**Work item:**
You are to retype all of the data exactly as it appears.

**Stored data:**
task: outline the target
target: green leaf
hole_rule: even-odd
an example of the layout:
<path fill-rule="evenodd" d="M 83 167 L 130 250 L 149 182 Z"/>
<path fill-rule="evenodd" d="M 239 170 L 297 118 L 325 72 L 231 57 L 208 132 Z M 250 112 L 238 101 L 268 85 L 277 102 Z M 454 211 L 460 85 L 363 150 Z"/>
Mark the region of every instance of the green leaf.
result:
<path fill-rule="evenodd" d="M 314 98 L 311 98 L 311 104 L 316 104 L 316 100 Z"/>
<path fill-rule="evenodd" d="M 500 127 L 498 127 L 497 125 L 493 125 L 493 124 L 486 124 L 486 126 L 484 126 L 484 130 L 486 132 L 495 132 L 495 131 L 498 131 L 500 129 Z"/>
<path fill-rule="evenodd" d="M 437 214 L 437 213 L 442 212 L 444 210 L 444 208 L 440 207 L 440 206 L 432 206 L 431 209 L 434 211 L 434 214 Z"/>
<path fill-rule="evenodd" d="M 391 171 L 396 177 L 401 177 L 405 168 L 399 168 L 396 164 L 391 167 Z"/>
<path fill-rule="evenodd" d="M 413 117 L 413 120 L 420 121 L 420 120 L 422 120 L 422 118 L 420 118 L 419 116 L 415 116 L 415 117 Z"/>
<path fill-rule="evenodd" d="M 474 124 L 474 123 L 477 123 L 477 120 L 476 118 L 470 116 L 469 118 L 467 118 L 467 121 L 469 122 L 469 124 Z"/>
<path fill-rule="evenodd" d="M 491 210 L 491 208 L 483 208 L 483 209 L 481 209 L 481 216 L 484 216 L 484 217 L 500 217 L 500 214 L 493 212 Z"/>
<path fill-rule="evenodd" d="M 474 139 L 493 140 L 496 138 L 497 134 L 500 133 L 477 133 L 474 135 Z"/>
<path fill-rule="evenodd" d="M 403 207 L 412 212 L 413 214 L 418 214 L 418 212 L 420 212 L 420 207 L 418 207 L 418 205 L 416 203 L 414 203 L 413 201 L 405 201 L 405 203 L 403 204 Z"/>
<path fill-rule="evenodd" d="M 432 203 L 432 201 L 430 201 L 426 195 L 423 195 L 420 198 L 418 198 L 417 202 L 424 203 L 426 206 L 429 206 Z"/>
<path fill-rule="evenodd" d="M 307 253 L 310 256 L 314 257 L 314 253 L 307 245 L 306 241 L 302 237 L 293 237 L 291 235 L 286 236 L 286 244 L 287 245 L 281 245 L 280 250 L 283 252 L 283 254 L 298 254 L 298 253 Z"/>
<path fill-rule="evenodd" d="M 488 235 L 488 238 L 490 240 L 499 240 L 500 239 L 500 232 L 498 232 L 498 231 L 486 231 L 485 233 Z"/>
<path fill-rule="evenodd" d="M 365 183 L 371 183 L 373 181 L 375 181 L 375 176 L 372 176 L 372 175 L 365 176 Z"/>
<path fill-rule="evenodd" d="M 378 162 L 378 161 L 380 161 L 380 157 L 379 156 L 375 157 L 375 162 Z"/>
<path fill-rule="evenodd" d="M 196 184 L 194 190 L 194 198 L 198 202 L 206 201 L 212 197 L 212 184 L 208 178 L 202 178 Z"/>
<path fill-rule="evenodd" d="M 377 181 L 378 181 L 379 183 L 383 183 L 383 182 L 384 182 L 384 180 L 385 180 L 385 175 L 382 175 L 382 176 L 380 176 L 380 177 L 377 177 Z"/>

**Expected answer:**
task: outline the target
target: green leaf
hole_rule: even-odd
an example of the layout:
<path fill-rule="evenodd" d="M 83 167 L 130 250 L 149 182 Z"/>
<path fill-rule="evenodd" d="M 239 170 L 297 118 L 325 72 L 231 57 L 208 132 Z M 250 112 L 238 101 L 268 85 L 277 102 Z M 454 211 L 460 85 L 363 150 Z"/>
Mark the region of every instance of the green leaf.
result:
<path fill-rule="evenodd" d="M 314 98 L 311 98 L 311 104 L 316 104 L 316 100 Z"/>
<path fill-rule="evenodd" d="M 500 127 L 498 127 L 497 125 L 493 125 L 493 124 L 486 124 L 486 126 L 484 126 L 484 130 L 486 132 L 495 132 L 495 131 L 498 131 L 500 129 Z"/>
<path fill-rule="evenodd" d="M 437 214 L 437 213 L 442 212 L 444 210 L 444 208 L 440 207 L 440 206 L 432 206 L 431 209 L 434 211 L 434 214 Z"/>
<path fill-rule="evenodd" d="M 391 171 L 396 177 L 401 177 L 405 168 L 399 168 L 396 164 L 391 167 Z"/>
<path fill-rule="evenodd" d="M 413 117 L 413 120 L 420 121 L 420 120 L 422 120 L 422 118 L 420 118 L 419 116 L 415 116 L 415 117 Z"/>
<path fill-rule="evenodd" d="M 474 124 L 474 123 L 477 123 L 477 120 L 476 118 L 470 116 L 469 118 L 467 118 L 467 121 L 469 122 L 469 124 Z"/>
<path fill-rule="evenodd" d="M 491 210 L 491 208 L 483 208 L 483 209 L 481 209 L 481 216 L 484 216 L 484 217 L 500 217 L 500 214 L 493 212 Z"/>
<path fill-rule="evenodd" d="M 474 139 L 493 140 L 496 138 L 497 134 L 500 133 L 477 133 L 474 135 Z"/>
<path fill-rule="evenodd" d="M 403 207 L 412 212 L 413 214 L 418 214 L 418 212 L 420 212 L 420 207 L 418 207 L 418 205 L 416 203 L 414 203 L 413 201 L 405 201 L 405 203 L 403 204 Z"/>
<path fill-rule="evenodd" d="M 432 203 L 432 201 L 430 201 L 426 195 L 423 195 L 420 198 L 418 198 L 417 202 L 424 203 L 426 206 L 429 206 Z"/>
<path fill-rule="evenodd" d="M 307 253 L 310 256 L 314 257 L 314 253 L 307 245 L 306 241 L 302 237 L 293 237 L 291 235 L 286 236 L 286 244 L 287 245 L 281 245 L 280 250 L 283 252 L 283 254 L 298 254 L 298 253 Z"/>
<path fill-rule="evenodd" d="M 488 235 L 488 238 L 490 240 L 499 240 L 500 239 L 500 232 L 498 232 L 498 231 L 486 231 L 485 233 Z"/>
<path fill-rule="evenodd" d="M 365 183 L 371 183 L 373 181 L 375 181 L 375 176 L 372 176 L 372 175 L 365 176 Z"/>
<path fill-rule="evenodd" d="M 378 162 L 378 161 L 380 161 L 380 157 L 379 156 L 375 157 L 375 162 Z"/>
<path fill-rule="evenodd" d="M 196 184 L 194 190 L 194 198 L 198 202 L 206 201 L 212 197 L 212 184 L 208 178 L 202 178 Z"/>
<path fill-rule="evenodd" d="M 377 181 L 378 181 L 379 183 L 383 183 L 383 182 L 384 182 L 384 180 L 385 180 L 385 175 L 382 175 L 382 176 L 380 176 L 380 177 L 377 177 Z"/>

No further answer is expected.